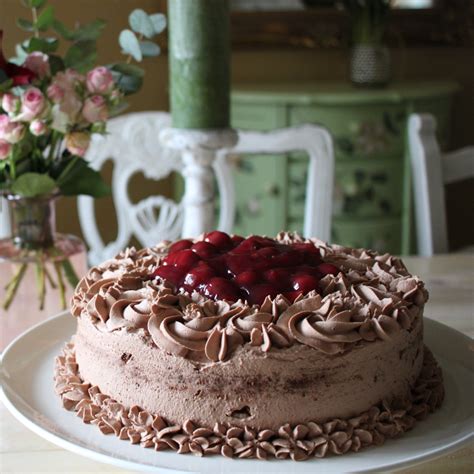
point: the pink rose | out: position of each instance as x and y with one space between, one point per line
11 132
38 63
95 109
63 91
33 104
77 143
99 80
5 148
4 124
38 128
10 103
55 93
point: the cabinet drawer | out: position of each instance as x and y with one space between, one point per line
382 235
257 117
368 131
362 188
260 185
368 188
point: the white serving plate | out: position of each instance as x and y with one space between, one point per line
27 390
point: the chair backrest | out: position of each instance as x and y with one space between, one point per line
312 139
133 145
431 170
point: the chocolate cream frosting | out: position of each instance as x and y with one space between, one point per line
355 350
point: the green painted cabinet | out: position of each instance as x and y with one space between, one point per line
372 198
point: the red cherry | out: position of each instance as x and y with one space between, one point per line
258 293
170 273
198 276
278 277
184 258
236 240
247 279
267 252
238 263
221 289
305 283
328 268
220 239
204 249
288 259
180 245
307 248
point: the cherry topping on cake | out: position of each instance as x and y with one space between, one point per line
230 268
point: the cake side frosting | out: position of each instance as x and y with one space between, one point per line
338 367
296 441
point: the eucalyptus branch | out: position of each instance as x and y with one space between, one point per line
34 14
12 287
62 289
66 171
41 280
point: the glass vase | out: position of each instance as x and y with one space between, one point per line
38 266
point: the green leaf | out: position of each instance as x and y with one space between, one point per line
46 18
81 55
128 77
45 45
130 44
159 22
82 179
89 31
149 49
33 3
141 23
25 24
37 3
33 184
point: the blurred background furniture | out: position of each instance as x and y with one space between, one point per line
431 170
133 145
372 195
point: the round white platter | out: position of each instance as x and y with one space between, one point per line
27 390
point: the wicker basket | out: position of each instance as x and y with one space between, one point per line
370 65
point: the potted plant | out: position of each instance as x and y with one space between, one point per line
50 106
370 58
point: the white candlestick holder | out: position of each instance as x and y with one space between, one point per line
199 149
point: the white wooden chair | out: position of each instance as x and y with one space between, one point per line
431 170
4 219
133 145
317 143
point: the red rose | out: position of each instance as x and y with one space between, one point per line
20 75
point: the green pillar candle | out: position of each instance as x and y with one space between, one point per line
199 55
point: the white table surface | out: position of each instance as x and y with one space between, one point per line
450 281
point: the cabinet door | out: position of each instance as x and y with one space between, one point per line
368 188
260 185
359 131
260 181
382 235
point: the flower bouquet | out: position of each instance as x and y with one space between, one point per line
50 105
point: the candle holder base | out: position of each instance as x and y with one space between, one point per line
199 148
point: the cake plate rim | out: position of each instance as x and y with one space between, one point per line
48 336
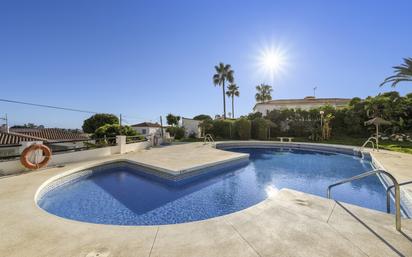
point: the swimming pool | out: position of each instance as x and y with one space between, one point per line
123 194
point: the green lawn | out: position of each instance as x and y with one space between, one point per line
404 147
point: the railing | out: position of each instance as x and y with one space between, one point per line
388 196
374 172
209 139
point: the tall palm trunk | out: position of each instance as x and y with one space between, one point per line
224 100
233 106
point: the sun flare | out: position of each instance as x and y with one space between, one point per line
272 61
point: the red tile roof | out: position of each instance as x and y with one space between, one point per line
15 136
147 124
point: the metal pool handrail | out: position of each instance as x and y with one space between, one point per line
373 172
388 190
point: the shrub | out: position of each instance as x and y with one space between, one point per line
176 132
202 117
112 130
222 129
96 121
259 129
242 129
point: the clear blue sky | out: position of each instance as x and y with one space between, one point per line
149 58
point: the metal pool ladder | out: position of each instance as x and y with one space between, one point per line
209 139
395 185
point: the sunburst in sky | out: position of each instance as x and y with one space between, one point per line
272 61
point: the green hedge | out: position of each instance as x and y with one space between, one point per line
242 129
259 129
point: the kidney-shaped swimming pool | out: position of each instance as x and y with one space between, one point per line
122 194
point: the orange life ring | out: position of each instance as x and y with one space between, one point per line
24 158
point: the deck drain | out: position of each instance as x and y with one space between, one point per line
98 253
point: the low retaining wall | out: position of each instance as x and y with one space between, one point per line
14 166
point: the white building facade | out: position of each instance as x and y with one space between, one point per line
148 128
192 127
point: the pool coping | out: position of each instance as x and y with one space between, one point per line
319 226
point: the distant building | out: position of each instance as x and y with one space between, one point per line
309 102
191 127
148 128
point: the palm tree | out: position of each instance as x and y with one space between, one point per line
223 73
232 91
402 73
263 93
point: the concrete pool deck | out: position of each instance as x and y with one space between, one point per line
288 223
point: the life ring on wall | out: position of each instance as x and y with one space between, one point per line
27 152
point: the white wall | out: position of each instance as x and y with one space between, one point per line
14 166
191 126
148 130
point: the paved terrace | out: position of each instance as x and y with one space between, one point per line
288 223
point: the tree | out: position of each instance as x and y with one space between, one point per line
403 73
98 120
223 73
112 130
232 91
202 117
172 120
263 93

▶ **Problem to work on**
Pictures don't belong in the copy. Transcribe every record exactly as it appears.

▶ **Answer section**
point: the pink rose | out: position of each instance as x and y with one space between, one point per line
11 132
38 63
95 109
63 91
33 104
77 143
99 80
5 148
4 124
38 128
10 103
55 93
point: the cabinet drawer | out: position of each instance as x and y with one space between, one point per line
382 235
257 117
368 131
362 188
260 185
368 188
point: the white serving plate | out: position of each instance as x and y with one space between, one point per line
27 390
point: the chair backrest | out: position of each instance as x and y with one space between, one point per line
312 139
133 145
431 170
point: the chocolate cream frosting | out: position of each instance as x and y with one space between, one point per line
355 350
point: the green painted cabinet | out: position of each instance as x and y with one space between, one point per line
372 198
point: the red cherry | out: position of each instance as x and y with one space between, one point per line
258 293
170 273
198 276
278 277
184 258
236 240
247 279
267 252
238 263
221 289
305 283
328 268
220 239
204 249
288 259
180 245
307 248
point: the cherry topping on cake | out: position of each instance as x and y with one space between, one point per line
230 268
point: the cake side frosting | out: position of each instance as x and y with one space between, one point per line
338 367
296 441
point: the eucalyptus branch | out: position of each instance as x and y with one space between, one point per line
34 14
12 287
62 289
66 171
41 280
point: the glass vase | out: position of each instance as x and y with one space between, one point per line
38 266
point: the green leaf | out: position of each instance as x and y with one space between, one point per line
46 18
81 55
128 77
45 45
130 44
159 22
82 179
89 31
149 49
33 3
141 23
25 24
37 3
33 184
point: the blurred background furniture | out: position of each instance as x and y with one space between, one point per line
431 170
133 145
372 195
point: the round white platter | out: position of each instance as x and y with one space between, one point per line
27 390
point: the wicker basket | out: position of each instance as x and y with one space between, one point per line
370 65
point: the potted plant | out: position of each instance as x and y with one space between, one point per line
50 106
370 58
point: the white candlestick holder | out: position of each instance as x and y with one space between, one point per line
199 149
point: the white wooden chair | out: position of each instance as x and y with one space between, one point per line
431 170
4 219
133 145
317 143
point: the red rose | out: position of each instance as x and y with one space between, one point per line
20 75
point: the green pillar candle | out: position of each instance as x and y with one space between, one point per line
199 55
point: the white table surface | out: position of each instance as x and y with one space between, one point per line
450 281
point: the cabinet door | out: position of each instance as x and y with one space between, one point per line
368 188
260 185
359 131
260 181
382 235
point: the flower bouquet | out: position of each instance as x and y with one space between, one point per line
50 105
point: the candle holder base | out: position of each instance as x and y with one space between, one point per line
199 148
point: the cake plate rim | out: position of each instance as x and y with one space between, one point per line
48 336
point: the swimming pool | out: position of each instance as x and y with one space between, one point per line
123 194
point: the green lawn | out: position of each instance as x and y with one space between, one point per line
404 147
point: the railing | out: position of each instance as x and y with one space between, one point per line
388 196
374 172
209 139
point: the tall palm trunk | out: position of each instance as x and y with one space between, one point per line
224 100
233 106
point: the sun flare | out: position of each instance as x and y with one space between, one point per line
272 61
point: the red tile roof | out: position of each instance as x and y with one space between, one point per line
15 136
147 124
point: the metal pool handrail | out: position of each instance as x and y with one space between, one point per line
373 172
388 190
point: the shrub | out: position of each instance as x and y with one space between, one point per line
176 132
202 117
112 130
222 129
96 121
259 129
242 129
point: the clear blue sky | out: position of each instance as x and y with one space between, one point per line
149 58
point: the metal pool ladder | out: position of each instance as x and y with one space between, one point per line
209 139
395 185
point: the sunburst in sky | out: position of each instance as x and y with one space between, one point per line
272 61
point: the green hedge | out: position of each instance as x and y with one space between, one point per line
242 129
259 129
point: the kidney-shaped swimming pool | out: position of each instance as x and y with one space between, one point per line
122 194
point: the orange life ring | out: position of each instance as x and y with one space between, one point per line
24 158
point: the deck drain | out: position of each instance as x and y with one space between, one point per line
98 253
point: the low retaining wall | out: position of each instance as x and y with one space between, one point per line
14 166
point: the white building facade | out: position of each instance as x and y with one space between, one point per line
148 128
192 127
point: the pool coping | out: position of each instance as x and y with one space between, one point per line
319 226
point: the distant building | out: position of each instance as x and y with one space between, one point per line
309 102
191 127
148 128
point: the palm tree | out: position of each instance as x and y with one space between, one point per line
223 73
232 91
402 73
263 93
point: the concrete pool deck | out: position of each instance as x and y with one space between, one point per line
288 223
point: the life ring on wall | out: position of each instance as x and y with one space between, one point per line
27 152
point: the white wall | out: position of each instance as x and y with one space between, one point per line
14 166
191 126
148 130
point: the paved terrace | out: position of each instance as x and y with one space between, one point per line
288 223
point: the tree | out: position of each instance as x and y with one space between, one point per line
403 73
98 120
223 73
112 130
232 91
202 117
172 120
263 93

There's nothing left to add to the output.